EXERCISE TASKS
- 1) In the Ebola report, swap "fever" for "temperature" and write out the passage from "A second healthcare" up to and including "an Ebola setting.".
- 2) Write the next part of the Ebola report, carrying on from its last sentence.

A second healthcare worker at Texas Presbyterian Hospital who provided care for now deceased Ebola patient Thomas Eric Duncan has tested positive for Ebola, according to preliminary tests performed overnight by the Texas Department of State Health Services’ laboratory.
The patient was isolated after an initial report of a fever and remains so now. Confirmation testing at the Centers for Disease Control and Prevention’s laboratory is being done. The health care worker was being monitored for fever and symptoms.
CDC has interviewed the patient to identify any contacts or potential exposures in the community.
Yesterday the CDC announced it is sending an additional team to Dallas, including experts with extensive infection control experience in an Ebola setting.
In addition, two infection control nurses from Emory University hospital who have experience treating Ebola patients without infecting health-care workers are joining the response at the Dallas hospital to provide peer-to-peer training and support.

DATASET RECORDS

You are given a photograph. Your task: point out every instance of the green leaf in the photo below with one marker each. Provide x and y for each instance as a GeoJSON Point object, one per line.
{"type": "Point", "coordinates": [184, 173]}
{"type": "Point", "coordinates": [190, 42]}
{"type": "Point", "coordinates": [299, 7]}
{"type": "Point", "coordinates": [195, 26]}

---

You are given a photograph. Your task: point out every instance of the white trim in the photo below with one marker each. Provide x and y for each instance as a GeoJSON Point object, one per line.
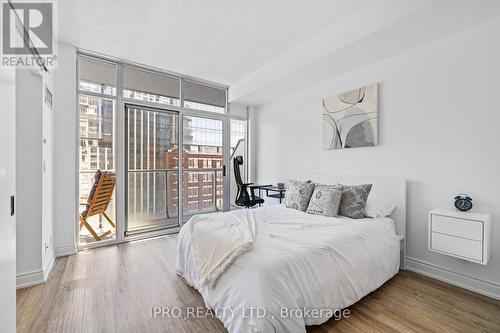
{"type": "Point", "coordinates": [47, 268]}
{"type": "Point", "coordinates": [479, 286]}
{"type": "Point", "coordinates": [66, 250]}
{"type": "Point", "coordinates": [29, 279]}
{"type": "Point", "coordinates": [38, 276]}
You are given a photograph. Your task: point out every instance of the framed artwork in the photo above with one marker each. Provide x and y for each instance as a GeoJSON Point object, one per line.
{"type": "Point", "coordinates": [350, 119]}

TASK RESULTS
- 1)
A second healthcare worker at Texas Presbyterian Hospital who provided care for now deceased Ebola patient Thomas Eric Duncan has tested positive for Ebola, according to preliminary tests performed overnight by the Texas Department of State Health Services’ laboratory.
The patient was isolated after an initial report of a temperature and remains so now. Confirmation testing at the Centers for Disease Control and Prevention’s laboratory is being done. The health care worker was being monitored for temperature and symptoms.
CDC has interviewed the patient to identify any contacts or potential exposures in the community.
Yesterday the CDC announced it is sending an additional team to Dallas, including experts with extensive infection control experience in an Ebola setting.

- 2)
Based on the lessons learned at the Dallas hospital, CDC has now established a national Response Team that could be on the ground within a few hours at any hospital with a confirmed patient with Ebola. The CDC Response Team would provide in-person, expert support and training on infection control, healthcare safety, medical treatment, contact tracing, waste and decontamination, public education and other issues.
The CDC Response Team would help ensure that clinicians, and state and local public health practitioners, consistently follow strict standards of protocol to ensure safety of the patient and healthcare workers.
CDC tests results will be shared when confirmatory tests are done, following appropriate patient notification.